* TASKS FOR THIS EXERCISE
(a) Rewrite the part of the sustainable seafood guide that begins at the words "- Read canned" and ends after "in the world.", replacing "sockeye" with "coho".
(b) In the sustainable seafood guide, what kind of crab are shoppers told to look for?

* DOCUMENT SEGMENT

══════════

Why is sustainability important? Read this.
You want to buy sustainable seafood, but you don’t know where to start. This is extremely common and, unfortunately, a huge deterrence for folks who want to incorporate more fish into their diets but are afraid to do it irresponsibly. Many are overwhelmed by the “Whats” — What if the seafood isn’t labelled? What do I ask the fishmonger? What are the answers I’m even looking for?
This can surely make one’s head spin.
There’s a lot to take in and learn and I’m still in the process, but I’d like to share with you what I’ve learned so far to help make your shopping experience a better and hopefully easier one.
Do some homework
- Load up a state-specific consumer guide. This consumer guide will help you at the fish counter so you can avoid all that head-scratching.
- Use Seafood Watch. You can search Seafood Watch for the brands, retailers, and restaurants you support to see if they’re a partner. On this list, you’ll find businesses like Whole Foods, Blue Apron, and Pike Place Fish Co. (If you can’t find something on this list, don’t fret. Just because someone isn’t a partner with Seafood Watch doesn’t necessarily mean they aren’t a sustainable option.)
- If you’re in Canada, use SeaChoice. With SeaChoice you can search for sustainable seafood and responsible partners.
- Know fishing and farming methods. Some markets label their fish with where it was caught and how. This allows you to make a good choice on your own and avoid supporting methods that hurt marine life and result in bycatching. Here are fishing and farming methods.
The fish counter
- Check for labels next to fish. Some markets, like Whole Foods, are transparent and have it all in plain sight. Some fish are labelled as certified by the Marine Stewardship Council (MSC) while others are labelled with ratings of green (best choice) or yellow (good alternative). Though red (avoid) is an existing label, I’ve never seen a grocer who prides themselves on sustainability carry fish on the ‘avoid’ list. Sometimes you’ll see a label that discloses where the fish was caught and the method that was used. This is when familiarity with fishing and farming methods is useful.
- Download the free Seafood Watch App. You can literally have information right at your fingertips. By downloading this app you’ll get up-to-date seafood recommendations; you can search for seafood quickly and easily by common market names, find nearby restaurants and stores that offer ocean-friendly seafood, etc.
- Ask your fishmonger. If the fish isn’t labelled, ask the fishmonger where the fish is from and how it was caught. If they can’t answer your questions, it could be one of two things: the individual is new, or the market isn’t overly concerned about sustainability nor educating their employees and customers on sustainability. Is this a red flag? Maybe? Use your best judgement.
- Know your canned tuna. Though there are sustainable varieties out there, most brands support destructive fishing practices. Greenpeace USA has a handy Tuna Shopping Guide that can help you acquire sustainable canned tuna.
- Opt for sardines and mackerel. Sardines and mackerel are inexpensive, sustainable, healthy, versatile, and delicious. You also don’t have to worry about mercury content with these two options, and they’re often canned in infused oils or sauces to make things extra delish; consider swapping your tuna for this good stuff!
- Read canned salmon labels. Alaskan pink salmon, sockeye, or red salmon is what you’re looking for. The Alaskan salmon fishery is one of the most well-managed, safe, and sustainable fisheries in the world.
- Avoid crabs from Asian fisheries. One of the healthiest crab fisheries lies in North America, notably the West coast. Look for trap-caught Dungeness crab from Canada, Washington, California, and Oregon. The crab and fishing industries in Asia are hardly regulated, using trawl methods and gillnets which lead to devastating bycatch. Avoid anything that is labelled as “swimmer crab”, “swimming crab”, “blue swimmer crab”, “jumbo lump crab”, or “backfin lump crab”.
- Canned shrimp is a major offender. Look for shrimp harvested in the US form the West Coast or Alaska. Most shrimp that are labelled as “tiny pink shrimp” or “salad shrimp” are products from the US and are considered safe. Read the fine print and if the country of origin isn’t disclosed, avoid it.
- Anchovies, clams, and oysters are a GO. Let’s end the canned seafood segment on a high note with the fact that anchovies and bivalves like clams and oysters are a-okay. They have much less impact on the environment due to their high rates of productivity and low rank on the marine food chain. So get your crackers out and pull the lid back on those smoked oysters!

══════════

* EXTRACTED INFORMATION
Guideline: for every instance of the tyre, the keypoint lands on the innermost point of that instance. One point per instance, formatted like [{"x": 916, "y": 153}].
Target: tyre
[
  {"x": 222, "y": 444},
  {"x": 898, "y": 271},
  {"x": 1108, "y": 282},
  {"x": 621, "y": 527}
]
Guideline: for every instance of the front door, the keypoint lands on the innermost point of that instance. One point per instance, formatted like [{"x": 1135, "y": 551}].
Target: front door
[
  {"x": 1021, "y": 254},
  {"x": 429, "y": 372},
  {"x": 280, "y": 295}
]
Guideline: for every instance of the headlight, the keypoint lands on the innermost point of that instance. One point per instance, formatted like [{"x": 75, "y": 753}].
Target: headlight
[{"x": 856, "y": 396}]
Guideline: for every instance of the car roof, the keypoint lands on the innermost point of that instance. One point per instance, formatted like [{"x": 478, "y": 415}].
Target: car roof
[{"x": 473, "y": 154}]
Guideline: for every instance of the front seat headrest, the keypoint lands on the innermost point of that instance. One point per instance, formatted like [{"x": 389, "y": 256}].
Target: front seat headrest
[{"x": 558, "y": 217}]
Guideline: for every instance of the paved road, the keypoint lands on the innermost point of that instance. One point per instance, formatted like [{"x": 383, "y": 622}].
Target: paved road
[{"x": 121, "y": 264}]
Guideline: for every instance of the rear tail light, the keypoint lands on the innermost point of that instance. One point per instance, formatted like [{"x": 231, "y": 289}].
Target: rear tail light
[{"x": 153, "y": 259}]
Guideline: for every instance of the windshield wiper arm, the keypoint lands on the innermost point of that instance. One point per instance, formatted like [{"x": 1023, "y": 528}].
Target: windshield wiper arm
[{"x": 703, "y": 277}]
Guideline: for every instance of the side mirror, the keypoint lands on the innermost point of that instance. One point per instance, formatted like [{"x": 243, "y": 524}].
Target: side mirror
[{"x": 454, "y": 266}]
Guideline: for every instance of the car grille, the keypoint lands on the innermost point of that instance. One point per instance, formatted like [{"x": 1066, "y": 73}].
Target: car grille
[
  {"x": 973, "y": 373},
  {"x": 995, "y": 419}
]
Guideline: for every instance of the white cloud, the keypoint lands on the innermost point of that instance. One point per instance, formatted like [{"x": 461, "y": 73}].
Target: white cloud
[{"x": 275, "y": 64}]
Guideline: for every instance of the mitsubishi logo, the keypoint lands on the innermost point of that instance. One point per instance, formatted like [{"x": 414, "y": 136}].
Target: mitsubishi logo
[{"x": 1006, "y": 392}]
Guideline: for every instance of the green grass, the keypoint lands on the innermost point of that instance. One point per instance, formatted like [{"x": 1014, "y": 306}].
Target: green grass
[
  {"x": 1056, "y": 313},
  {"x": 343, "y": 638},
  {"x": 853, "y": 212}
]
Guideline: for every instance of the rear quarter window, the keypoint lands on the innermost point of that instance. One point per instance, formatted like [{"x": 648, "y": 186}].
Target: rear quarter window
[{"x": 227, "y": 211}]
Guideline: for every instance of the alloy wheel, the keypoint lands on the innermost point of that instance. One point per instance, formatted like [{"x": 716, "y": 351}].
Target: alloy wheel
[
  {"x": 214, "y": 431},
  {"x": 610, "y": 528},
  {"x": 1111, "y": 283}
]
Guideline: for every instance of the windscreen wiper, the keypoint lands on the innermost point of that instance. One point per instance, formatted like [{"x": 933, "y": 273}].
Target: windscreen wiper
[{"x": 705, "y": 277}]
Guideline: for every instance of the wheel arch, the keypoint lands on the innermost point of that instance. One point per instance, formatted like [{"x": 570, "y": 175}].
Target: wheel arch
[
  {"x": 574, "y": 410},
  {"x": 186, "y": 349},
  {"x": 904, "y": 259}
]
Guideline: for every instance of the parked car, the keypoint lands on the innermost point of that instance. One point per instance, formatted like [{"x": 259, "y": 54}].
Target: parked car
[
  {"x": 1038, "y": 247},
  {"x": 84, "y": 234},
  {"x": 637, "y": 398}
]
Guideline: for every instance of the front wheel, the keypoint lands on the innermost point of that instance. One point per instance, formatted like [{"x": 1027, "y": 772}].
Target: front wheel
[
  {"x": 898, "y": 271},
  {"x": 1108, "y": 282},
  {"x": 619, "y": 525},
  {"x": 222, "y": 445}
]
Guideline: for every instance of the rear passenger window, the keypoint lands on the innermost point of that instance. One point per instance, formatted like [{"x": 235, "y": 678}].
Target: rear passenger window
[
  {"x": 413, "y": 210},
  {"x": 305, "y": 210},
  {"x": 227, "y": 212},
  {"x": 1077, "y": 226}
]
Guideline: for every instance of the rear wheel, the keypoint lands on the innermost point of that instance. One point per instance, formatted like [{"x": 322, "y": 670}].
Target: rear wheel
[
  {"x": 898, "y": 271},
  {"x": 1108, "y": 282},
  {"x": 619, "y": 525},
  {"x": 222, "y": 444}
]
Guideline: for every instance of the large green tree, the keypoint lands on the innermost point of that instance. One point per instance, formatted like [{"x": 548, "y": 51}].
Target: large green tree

══════════

* ANSWERS BY ITEM NUMBER
(a)
- Read canned salmon labels. Alaskan pink salmon, coho, or red salmon is what you’re looking for. The Alaskan salmon fishery is one of the most well-managed, safe, and sustainable fisheries in the world.

(b) Trap-caught Dungeness crab from Canada, Washington, California, and Oregon.